## TASK DIRECTIONS
Each entry should appear in the answer exactly as written.

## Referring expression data
══════

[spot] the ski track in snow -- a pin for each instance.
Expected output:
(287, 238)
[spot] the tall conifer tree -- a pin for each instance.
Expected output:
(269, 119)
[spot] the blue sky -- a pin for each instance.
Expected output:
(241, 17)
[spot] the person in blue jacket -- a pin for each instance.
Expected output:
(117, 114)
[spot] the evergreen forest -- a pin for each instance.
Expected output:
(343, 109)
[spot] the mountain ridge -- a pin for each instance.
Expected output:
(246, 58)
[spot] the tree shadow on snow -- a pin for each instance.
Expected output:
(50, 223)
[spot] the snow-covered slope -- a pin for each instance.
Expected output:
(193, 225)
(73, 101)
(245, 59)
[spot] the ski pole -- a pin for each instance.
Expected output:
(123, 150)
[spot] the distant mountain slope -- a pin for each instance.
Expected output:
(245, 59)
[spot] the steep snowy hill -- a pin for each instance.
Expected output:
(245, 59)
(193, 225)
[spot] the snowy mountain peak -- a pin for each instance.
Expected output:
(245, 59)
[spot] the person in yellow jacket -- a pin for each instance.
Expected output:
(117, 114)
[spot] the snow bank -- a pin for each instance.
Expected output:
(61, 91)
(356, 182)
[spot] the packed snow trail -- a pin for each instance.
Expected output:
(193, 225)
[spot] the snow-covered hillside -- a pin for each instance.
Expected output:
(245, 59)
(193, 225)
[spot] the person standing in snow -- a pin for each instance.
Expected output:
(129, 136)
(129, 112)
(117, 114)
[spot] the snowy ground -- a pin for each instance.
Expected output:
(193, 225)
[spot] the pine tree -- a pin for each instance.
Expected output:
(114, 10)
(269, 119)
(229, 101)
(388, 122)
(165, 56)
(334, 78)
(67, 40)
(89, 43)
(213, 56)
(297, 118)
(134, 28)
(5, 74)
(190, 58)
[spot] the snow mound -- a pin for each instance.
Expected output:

══════

## RESULT BELOW
[spot] the ski track in snow -- a pin for each instance.
Expected output:
(287, 238)
[spot] the tall conifer tree -- a pin for each instance.
Expected output:
(269, 119)
[spot] the blue sky -- a pin for each instance.
Expected output:
(241, 17)
[spot] the person in blue jacket -- a pin for each instance.
Expected output:
(117, 114)
[spot] the evergreen forest -- a pin for each instance.
Expected output:
(343, 109)
[spot] the mountain ridge -- a pin for each instance.
Expected output:
(246, 58)
[spot] the tree shadow on snow -- a pin for each instance.
Expected output:
(50, 223)
[spot] the snow-covered slope -- a pin for each instance.
Expected output:
(193, 225)
(73, 101)
(245, 59)
[spot] the ski pole -- a pin for each instance.
Expected output:
(123, 150)
[spot] the distant mountain slope -- a pin for each instance.
Expected output:
(245, 59)
[spot] the steep snowy hill -- a pin for each instance.
Expected output:
(245, 59)
(193, 225)
[spot] the snowy mountain peak -- a pin for each instance.
Expected output:
(245, 59)
[spot] the person in yellow jacket -- a pin for each instance.
Expected output:
(117, 114)
[spot] the snow bank -- a pin for each instance.
Expected output:
(61, 91)
(356, 182)
[spot] the packed snow trail -- a pin for each instance.
Expected output:
(193, 225)
[spot] the snow-covered hillside -- a pin for each instance.
Expected output:
(245, 59)
(193, 225)
[spot] the person standing in snow -- a pin for each instance.
Expected output:
(129, 136)
(129, 112)
(117, 114)
[spot] the snowy ground -- a pin for each instance.
Expected output:
(193, 225)
[spot] the pine tree -- a pin for each instance.
Expected output:
(114, 10)
(269, 119)
(229, 101)
(388, 122)
(165, 56)
(334, 78)
(67, 40)
(89, 43)
(213, 56)
(297, 118)
(134, 28)
(5, 74)
(190, 58)
[spot] the snow mound -- a pin for each instance.
Expected output:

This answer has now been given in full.